= QUESTIONS =
1: Reproduce the part of the passage on gemcitabine in lung cancer that begins at the words "In the dFdC-resistant" and stops after the words "cells to radiation.".
2: Translate this sentence from the passage on gemcitabine in lung cancer into Spanish: "Previous trials using the 28-day schedule showed unacceptable haematological toxicity."

In the dFdC-resistant lung tumor cell line SWg, the deficiency in dCK is related to the resistance to dFdC and ara-C. No cross-resistance was observed to other anti-tumor drugs used for the treatment in lung cancer. Sensitivity to ionizing radiation was not altered in two different dFdC-resistant cell lines. Resistance to dFdC does not eliminate the ability of dFdC to sensitize cells to radiation.

Gemcitabine in non-small cell lung cancer

Gemcitabine is considered to be one of the most active drugs in the treatment of non-small cell lung cancer (NSCLC). When used as a single agent, gemcitabine yielded response rates consistently > 20%, with a uniformly good tolerance profile. Preclinical data indicated synergism between gemcitabine and platinum compounds, such as cisplatin or carboplatin. The gemcitabine-cisplatin combination is considered one of the reference regimens for advanced NSCLC and the recommended schedule is gemcitabine 1000 - 1250 mg/m(2) on days 1 - 8 and cisplatin 70 - 80 mg/m(2) on days 1 or 2. In order to avoid many of the non-haematological toxicities associated with cisplatin, several trials evaluated the gemcitabine-carboplatin combination. Previous trials using the 28-day schedule showed unacceptable haematological toxicity. Recent studies demonstrated the activity and feasibility of gemcitabine-carboplatin combination using a 21-day schedule, with carboplatin administered on day 1 and gemcitabine on days 1 and 8. Gemcitabine can be combined with one of the other new agents, such as the taxanes or vinorelbine, to create novel non-platinum-doublets. Although encouraging, the available data are still conflicting and non-platinum-based combinations are not indicated outside clinical trials. Three-drug combinations increased toxicity and failed to demonstrate any advantage over standard doublets in advanced NSCLC. Gemcitabine is active and well tolerated in elderly patients and represents a reasonable therapeutic option. Although no Phase III trials have been conducted to compare gemcitabine to the best supportive care or docetaxel in pretreated NSCLC, gemcitabine alone or in combination with vinorelbine or one of the taxanes can be considered a valid option for second-line treatment in patients who had a previous response or who achieved stable disease with a platinum-containing regimen. Gemcitabine is considered the most radiopotentiating agent available amongst the newer agents we have in terms of activity and toxicity, but the routine use of gemcitabine in combination with radical thoracic radiotherapy, although promising, is not yet recommended. Further testing of gemcitabine-based combinations with concurrent radiation is underway.

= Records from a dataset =
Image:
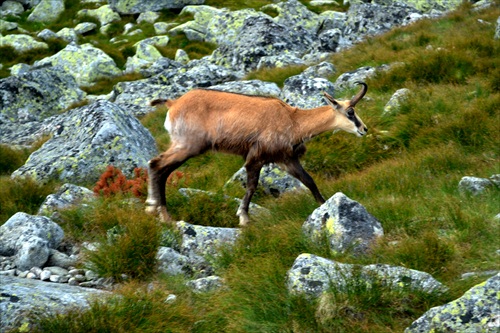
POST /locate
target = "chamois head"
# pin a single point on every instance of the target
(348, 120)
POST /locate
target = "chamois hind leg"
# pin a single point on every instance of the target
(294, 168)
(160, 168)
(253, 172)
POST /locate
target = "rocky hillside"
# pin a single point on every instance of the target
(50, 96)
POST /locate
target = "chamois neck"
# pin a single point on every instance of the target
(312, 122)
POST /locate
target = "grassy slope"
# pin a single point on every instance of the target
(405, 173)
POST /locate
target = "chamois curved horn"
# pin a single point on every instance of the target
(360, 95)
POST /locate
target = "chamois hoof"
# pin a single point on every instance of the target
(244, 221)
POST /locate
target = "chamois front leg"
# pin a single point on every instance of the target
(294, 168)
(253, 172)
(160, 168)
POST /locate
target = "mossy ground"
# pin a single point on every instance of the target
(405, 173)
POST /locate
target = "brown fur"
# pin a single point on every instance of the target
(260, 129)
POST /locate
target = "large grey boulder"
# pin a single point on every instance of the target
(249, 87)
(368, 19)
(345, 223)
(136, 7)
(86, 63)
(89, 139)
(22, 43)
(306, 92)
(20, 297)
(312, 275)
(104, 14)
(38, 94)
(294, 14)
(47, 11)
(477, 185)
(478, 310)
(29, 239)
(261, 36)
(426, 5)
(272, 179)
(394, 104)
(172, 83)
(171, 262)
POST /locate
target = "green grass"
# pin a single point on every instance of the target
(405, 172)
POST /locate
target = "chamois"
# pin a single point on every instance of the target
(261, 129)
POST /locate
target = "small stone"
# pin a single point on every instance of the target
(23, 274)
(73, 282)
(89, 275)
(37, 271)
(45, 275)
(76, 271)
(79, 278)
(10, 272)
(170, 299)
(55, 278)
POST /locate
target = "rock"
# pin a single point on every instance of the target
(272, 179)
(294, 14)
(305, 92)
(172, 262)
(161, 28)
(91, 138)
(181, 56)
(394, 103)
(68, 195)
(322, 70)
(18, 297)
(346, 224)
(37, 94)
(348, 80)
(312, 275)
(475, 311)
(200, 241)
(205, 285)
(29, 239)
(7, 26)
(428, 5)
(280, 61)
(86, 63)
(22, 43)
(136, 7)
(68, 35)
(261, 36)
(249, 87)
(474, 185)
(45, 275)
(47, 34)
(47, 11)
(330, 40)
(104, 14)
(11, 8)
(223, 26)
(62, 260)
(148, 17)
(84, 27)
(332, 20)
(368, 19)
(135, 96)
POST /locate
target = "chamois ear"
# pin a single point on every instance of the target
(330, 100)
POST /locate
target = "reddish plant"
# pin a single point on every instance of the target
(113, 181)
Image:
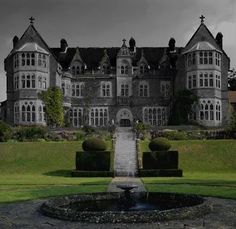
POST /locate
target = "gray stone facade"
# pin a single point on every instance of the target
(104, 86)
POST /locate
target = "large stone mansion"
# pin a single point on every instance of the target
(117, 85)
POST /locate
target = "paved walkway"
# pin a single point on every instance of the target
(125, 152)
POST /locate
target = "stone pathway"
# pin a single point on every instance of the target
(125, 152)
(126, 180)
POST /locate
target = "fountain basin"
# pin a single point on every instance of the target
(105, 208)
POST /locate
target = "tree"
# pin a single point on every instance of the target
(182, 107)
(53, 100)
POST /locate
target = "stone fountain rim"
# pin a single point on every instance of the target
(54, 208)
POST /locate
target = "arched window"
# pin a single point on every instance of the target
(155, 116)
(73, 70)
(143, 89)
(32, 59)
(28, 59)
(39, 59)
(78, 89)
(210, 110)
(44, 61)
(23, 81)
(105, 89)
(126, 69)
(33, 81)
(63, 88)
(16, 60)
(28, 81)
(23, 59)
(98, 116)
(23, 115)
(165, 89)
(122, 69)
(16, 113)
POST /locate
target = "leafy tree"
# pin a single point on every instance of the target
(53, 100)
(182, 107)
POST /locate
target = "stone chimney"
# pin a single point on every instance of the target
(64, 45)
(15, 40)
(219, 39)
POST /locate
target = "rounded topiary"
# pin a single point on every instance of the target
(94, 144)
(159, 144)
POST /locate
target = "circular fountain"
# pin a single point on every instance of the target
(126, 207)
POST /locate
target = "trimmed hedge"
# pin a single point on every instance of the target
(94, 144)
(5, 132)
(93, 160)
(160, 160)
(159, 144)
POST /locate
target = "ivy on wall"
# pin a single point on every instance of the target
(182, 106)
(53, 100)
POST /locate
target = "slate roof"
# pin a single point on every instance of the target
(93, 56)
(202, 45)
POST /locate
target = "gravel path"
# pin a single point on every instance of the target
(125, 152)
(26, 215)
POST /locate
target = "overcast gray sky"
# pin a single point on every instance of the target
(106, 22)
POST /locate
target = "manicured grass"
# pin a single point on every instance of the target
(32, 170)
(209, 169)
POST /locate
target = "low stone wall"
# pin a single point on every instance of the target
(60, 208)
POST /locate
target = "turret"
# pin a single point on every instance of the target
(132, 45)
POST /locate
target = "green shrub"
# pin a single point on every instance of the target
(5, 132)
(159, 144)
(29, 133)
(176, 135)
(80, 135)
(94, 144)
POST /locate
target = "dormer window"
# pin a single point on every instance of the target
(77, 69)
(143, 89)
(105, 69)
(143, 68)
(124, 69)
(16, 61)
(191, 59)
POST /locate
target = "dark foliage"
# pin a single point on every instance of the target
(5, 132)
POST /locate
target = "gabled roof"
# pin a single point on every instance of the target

= ANSWERS FOR THE TASKS =
1:
In the dFdC-resistant lung tumor cell line SWg, the deficiency in dCK is related to the resistance to dFdC and ara-C. No cross-resistance was observed to other anti-tumor drugs used for the treatment in lung cancer. Sensitivity to ionizing radiation was not altered in two different dFdC-resistant cell lines. Resistance to dFdC does not eliminate the ability of dFdC to sensitize cells to radiation.

2: Los ensayos previos que utilizaron el esquema de 28 días mostraron una toxicidad hematológica inaceptable.